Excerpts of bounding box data
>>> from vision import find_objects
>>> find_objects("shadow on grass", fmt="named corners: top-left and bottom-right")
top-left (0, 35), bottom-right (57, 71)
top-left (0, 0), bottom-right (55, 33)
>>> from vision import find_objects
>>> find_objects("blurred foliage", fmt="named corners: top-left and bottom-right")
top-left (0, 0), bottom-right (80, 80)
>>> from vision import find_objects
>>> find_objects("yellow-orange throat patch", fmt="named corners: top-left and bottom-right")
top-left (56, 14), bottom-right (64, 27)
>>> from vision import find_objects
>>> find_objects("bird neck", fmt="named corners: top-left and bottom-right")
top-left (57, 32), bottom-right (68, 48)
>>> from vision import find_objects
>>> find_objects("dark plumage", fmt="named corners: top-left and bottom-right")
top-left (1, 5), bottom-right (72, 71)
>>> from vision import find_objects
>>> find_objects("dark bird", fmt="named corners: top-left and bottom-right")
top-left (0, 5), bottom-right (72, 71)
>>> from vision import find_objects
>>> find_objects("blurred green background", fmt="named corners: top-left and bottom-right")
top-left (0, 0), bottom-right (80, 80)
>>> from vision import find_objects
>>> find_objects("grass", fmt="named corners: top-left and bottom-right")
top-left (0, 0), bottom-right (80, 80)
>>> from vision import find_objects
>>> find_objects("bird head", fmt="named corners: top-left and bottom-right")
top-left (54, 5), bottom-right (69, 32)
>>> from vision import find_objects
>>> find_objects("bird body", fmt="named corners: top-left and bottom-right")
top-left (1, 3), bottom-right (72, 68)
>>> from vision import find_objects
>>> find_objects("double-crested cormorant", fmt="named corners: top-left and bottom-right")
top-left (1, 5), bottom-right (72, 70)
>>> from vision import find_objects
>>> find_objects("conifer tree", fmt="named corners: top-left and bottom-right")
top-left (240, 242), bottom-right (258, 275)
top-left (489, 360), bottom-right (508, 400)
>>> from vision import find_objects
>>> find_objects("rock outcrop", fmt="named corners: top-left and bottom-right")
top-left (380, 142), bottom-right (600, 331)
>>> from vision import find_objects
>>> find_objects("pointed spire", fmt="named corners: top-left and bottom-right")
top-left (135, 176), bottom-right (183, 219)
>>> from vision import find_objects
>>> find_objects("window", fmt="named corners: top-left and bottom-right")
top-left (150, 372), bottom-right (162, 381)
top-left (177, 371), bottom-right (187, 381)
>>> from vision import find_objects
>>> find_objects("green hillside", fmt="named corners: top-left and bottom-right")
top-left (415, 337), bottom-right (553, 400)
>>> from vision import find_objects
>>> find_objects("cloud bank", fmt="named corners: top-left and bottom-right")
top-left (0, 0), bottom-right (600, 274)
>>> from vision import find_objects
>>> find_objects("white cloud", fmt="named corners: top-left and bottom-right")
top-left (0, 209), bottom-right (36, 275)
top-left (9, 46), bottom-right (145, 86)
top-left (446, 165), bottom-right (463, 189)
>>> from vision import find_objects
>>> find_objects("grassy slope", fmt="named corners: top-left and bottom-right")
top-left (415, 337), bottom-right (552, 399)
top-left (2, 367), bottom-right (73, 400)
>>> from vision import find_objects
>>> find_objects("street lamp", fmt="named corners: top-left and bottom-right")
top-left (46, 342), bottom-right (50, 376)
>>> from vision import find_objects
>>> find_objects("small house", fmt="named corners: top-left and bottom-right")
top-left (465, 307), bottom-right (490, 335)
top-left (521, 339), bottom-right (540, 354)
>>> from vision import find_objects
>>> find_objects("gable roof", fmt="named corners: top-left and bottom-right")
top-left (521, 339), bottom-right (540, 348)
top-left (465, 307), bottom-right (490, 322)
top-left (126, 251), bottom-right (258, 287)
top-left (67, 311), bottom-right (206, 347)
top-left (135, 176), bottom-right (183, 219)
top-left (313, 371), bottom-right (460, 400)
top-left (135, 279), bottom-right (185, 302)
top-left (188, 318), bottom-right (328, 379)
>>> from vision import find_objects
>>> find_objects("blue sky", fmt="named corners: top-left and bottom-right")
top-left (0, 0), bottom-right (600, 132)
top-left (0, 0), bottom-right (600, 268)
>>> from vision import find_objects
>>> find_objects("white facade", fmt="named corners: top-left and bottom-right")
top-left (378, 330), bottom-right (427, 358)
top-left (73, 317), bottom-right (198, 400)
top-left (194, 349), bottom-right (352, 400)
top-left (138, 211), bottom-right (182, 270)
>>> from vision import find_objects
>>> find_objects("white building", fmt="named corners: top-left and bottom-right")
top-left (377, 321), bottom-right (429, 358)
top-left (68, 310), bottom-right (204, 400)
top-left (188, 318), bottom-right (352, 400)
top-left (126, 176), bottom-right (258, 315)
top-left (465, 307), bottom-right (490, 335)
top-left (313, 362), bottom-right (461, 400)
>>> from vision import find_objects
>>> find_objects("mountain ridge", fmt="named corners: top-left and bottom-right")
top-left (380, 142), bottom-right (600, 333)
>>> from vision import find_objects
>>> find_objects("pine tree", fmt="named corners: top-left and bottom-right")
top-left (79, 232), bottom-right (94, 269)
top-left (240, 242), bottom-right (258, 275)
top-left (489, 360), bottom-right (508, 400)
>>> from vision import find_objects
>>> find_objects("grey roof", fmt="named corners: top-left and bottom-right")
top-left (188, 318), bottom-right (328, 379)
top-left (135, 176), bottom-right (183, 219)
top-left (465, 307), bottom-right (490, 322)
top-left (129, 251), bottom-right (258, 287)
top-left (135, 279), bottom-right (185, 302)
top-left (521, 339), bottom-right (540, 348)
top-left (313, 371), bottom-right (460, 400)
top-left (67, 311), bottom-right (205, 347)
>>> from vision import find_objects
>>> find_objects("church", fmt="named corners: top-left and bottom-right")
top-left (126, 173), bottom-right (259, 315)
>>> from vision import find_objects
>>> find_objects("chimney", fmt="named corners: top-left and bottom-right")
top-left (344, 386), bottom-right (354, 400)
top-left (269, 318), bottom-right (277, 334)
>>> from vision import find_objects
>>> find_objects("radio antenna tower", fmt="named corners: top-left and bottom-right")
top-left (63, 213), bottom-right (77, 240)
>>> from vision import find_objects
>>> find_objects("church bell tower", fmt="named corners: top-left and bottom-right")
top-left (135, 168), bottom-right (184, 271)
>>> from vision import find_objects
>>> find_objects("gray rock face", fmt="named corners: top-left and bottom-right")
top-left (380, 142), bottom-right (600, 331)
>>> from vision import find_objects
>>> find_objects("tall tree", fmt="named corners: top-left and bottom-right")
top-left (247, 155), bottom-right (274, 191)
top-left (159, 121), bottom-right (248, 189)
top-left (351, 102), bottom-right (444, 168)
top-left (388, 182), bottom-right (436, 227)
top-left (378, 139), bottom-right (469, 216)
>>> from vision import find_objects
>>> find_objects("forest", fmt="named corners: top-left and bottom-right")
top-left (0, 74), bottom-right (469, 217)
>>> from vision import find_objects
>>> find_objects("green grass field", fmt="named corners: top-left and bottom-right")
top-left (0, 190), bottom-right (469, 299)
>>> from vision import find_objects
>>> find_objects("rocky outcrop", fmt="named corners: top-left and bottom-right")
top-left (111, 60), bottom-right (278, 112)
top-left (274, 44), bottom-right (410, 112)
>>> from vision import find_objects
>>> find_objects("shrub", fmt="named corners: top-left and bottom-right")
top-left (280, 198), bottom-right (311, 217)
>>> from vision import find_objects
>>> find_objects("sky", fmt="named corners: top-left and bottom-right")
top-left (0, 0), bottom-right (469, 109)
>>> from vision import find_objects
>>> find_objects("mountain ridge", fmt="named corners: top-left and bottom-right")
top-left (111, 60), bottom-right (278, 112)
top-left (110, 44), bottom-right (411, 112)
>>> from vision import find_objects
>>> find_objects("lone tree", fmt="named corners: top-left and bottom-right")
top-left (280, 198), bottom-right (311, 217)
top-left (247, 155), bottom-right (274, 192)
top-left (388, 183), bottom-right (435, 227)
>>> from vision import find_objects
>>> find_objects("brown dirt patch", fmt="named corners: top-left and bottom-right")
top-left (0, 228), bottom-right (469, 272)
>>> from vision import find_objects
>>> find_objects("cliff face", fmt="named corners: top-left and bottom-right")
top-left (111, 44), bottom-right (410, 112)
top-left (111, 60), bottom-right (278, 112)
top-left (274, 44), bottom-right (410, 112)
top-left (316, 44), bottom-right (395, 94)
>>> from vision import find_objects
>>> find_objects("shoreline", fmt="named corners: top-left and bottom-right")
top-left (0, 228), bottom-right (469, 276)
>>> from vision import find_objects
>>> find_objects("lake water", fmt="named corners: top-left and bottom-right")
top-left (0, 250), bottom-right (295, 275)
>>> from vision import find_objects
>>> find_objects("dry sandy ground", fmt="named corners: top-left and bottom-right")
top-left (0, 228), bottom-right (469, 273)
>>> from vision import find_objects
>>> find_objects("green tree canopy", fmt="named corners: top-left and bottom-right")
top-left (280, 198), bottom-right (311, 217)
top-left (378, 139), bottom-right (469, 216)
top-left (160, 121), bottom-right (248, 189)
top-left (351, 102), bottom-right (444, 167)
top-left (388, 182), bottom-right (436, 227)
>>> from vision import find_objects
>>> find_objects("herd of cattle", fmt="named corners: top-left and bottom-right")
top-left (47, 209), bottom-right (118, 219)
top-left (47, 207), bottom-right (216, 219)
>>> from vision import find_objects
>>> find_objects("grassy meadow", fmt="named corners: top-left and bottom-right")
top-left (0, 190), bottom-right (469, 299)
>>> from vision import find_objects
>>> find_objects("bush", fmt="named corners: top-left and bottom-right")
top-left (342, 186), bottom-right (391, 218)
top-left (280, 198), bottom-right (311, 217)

* [Exercise]: Give only the number of lines in the records that contain the word "dark".

* [The response]: 2